[Segmentation labeling entries]
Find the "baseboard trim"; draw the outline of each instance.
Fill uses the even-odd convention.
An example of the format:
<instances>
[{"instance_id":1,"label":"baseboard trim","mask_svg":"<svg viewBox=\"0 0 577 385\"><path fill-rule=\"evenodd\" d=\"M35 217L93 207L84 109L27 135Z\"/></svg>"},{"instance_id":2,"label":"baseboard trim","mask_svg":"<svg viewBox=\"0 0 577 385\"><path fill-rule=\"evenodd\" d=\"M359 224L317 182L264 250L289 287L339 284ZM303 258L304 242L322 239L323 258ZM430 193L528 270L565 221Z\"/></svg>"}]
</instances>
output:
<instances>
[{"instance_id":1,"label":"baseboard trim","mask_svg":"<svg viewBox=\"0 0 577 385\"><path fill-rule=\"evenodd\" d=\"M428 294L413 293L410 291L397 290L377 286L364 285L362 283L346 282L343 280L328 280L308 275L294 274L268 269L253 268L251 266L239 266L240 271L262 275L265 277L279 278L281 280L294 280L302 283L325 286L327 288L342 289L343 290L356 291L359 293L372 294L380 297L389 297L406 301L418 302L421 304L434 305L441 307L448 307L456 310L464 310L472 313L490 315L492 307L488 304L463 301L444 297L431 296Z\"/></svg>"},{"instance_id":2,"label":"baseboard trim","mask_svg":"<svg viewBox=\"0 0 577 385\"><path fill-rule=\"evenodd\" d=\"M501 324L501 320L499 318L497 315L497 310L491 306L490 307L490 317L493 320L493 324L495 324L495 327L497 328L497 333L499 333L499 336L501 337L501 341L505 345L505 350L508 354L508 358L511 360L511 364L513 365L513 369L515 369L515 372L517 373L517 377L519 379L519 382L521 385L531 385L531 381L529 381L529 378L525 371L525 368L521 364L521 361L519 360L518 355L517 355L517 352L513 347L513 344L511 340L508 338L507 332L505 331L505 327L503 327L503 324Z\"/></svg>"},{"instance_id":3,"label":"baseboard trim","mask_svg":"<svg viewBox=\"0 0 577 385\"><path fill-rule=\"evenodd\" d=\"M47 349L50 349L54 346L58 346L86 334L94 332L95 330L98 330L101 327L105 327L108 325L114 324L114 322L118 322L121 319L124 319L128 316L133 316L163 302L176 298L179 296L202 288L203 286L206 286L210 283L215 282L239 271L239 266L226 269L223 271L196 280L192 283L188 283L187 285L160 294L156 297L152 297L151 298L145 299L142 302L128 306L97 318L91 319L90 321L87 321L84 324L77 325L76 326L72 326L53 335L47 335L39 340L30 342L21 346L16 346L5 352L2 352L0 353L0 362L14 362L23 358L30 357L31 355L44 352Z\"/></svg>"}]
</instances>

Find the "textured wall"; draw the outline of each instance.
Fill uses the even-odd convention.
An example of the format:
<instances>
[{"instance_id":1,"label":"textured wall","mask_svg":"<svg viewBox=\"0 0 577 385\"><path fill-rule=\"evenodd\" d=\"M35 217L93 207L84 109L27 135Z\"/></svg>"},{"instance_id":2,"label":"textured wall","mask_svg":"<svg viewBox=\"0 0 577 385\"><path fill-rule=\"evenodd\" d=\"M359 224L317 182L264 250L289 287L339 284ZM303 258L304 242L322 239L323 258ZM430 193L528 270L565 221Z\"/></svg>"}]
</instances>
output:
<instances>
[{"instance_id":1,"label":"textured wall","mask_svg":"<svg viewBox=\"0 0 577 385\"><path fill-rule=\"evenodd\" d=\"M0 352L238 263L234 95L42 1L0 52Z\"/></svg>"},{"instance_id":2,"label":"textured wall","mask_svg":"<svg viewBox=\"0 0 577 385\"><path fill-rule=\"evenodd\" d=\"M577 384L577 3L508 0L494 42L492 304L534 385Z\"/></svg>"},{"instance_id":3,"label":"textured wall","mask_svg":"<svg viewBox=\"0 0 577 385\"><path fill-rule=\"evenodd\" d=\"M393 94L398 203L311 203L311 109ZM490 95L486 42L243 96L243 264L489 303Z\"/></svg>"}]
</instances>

PROMPT » Please reproduce each record precisely as written.

RESPONSE »
Find the "baseboard trim"; draw the outline of each instance.
Fill uses the even-odd convention.
An example of the format:
<instances>
[{"instance_id":1,"label":"baseboard trim","mask_svg":"<svg viewBox=\"0 0 577 385\"><path fill-rule=\"evenodd\" d=\"M35 217L93 207L84 109L27 135Z\"/></svg>"},{"instance_id":2,"label":"baseboard trim","mask_svg":"<svg viewBox=\"0 0 577 385\"><path fill-rule=\"evenodd\" d=\"M359 224L317 182L264 250L289 287L339 284ZM303 258L304 242L322 239L323 258ZM430 193L528 270L565 221Z\"/></svg>"}]
</instances>
output:
<instances>
[{"instance_id":1,"label":"baseboard trim","mask_svg":"<svg viewBox=\"0 0 577 385\"><path fill-rule=\"evenodd\" d=\"M428 294L413 293L410 291L397 290L377 286L364 285L362 283L346 282L343 280L328 280L308 275L294 274L268 269L253 268L251 266L239 266L240 271L262 275L265 277L279 278L281 280L294 280L302 283L325 286L327 288L342 289L343 290L356 291L359 293L372 294L380 297L389 297L406 301L418 302L421 304L434 305L441 307L448 307L456 310L464 310L472 313L490 315L492 307L488 304L463 301L444 297L431 296Z\"/></svg>"},{"instance_id":2,"label":"baseboard trim","mask_svg":"<svg viewBox=\"0 0 577 385\"><path fill-rule=\"evenodd\" d=\"M501 324L501 320L499 318L497 315L497 310L491 306L490 307L490 317L493 320L493 324L495 324L495 327L497 328L497 333L499 333L499 336L501 337L501 341L505 345L505 350L508 354L508 358L511 360L511 364L513 365L513 369L515 369L515 372L517 373L517 377L519 379L519 382L521 385L531 385L531 381L529 381L529 378L525 371L525 368L521 364L521 361L519 360L518 355L517 355L517 352L513 347L513 344L511 340L508 338L507 332L505 331L505 327L503 327L503 324Z\"/></svg>"},{"instance_id":3,"label":"baseboard trim","mask_svg":"<svg viewBox=\"0 0 577 385\"><path fill-rule=\"evenodd\" d=\"M47 349L50 349L54 346L58 346L86 334L94 332L95 330L98 330L101 327L105 327L108 325L114 324L114 322L118 322L121 319L124 319L128 316L133 316L163 302L176 298L179 296L202 288L203 286L206 286L210 283L215 282L239 271L239 266L226 269L223 271L196 280L192 283L188 283L187 285L160 294L156 297L152 297L151 298L145 299L142 302L128 306L97 318L91 319L90 321L87 321L84 324L77 325L76 326L72 326L53 335L47 335L39 340L30 342L21 346L16 346L5 352L2 352L0 353L0 362L14 362L23 358L30 357L31 355L44 352Z\"/></svg>"}]
</instances>

Find the "textured wall"; draw the outline of each instance.
Fill uses the even-odd convention.
An example of the format:
<instances>
[{"instance_id":1,"label":"textured wall","mask_svg":"<svg viewBox=\"0 0 577 385\"><path fill-rule=\"evenodd\" d=\"M35 217L93 207L84 109L27 135Z\"/></svg>"},{"instance_id":2,"label":"textured wall","mask_svg":"<svg viewBox=\"0 0 577 385\"><path fill-rule=\"evenodd\" d=\"M359 224L317 182L264 250L289 287L339 284ZM303 258L304 242L322 239L323 258ZM430 193L528 270L565 221Z\"/></svg>"}]
</instances>
output:
<instances>
[{"instance_id":1,"label":"textured wall","mask_svg":"<svg viewBox=\"0 0 577 385\"><path fill-rule=\"evenodd\" d=\"M0 352L238 263L234 95L42 1L0 52Z\"/></svg>"},{"instance_id":2,"label":"textured wall","mask_svg":"<svg viewBox=\"0 0 577 385\"><path fill-rule=\"evenodd\" d=\"M577 384L577 3L508 0L494 42L492 304L534 385Z\"/></svg>"},{"instance_id":3,"label":"textured wall","mask_svg":"<svg viewBox=\"0 0 577 385\"><path fill-rule=\"evenodd\" d=\"M393 94L398 203L311 203L311 109ZM490 95L486 42L243 96L243 264L489 303Z\"/></svg>"}]
</instances>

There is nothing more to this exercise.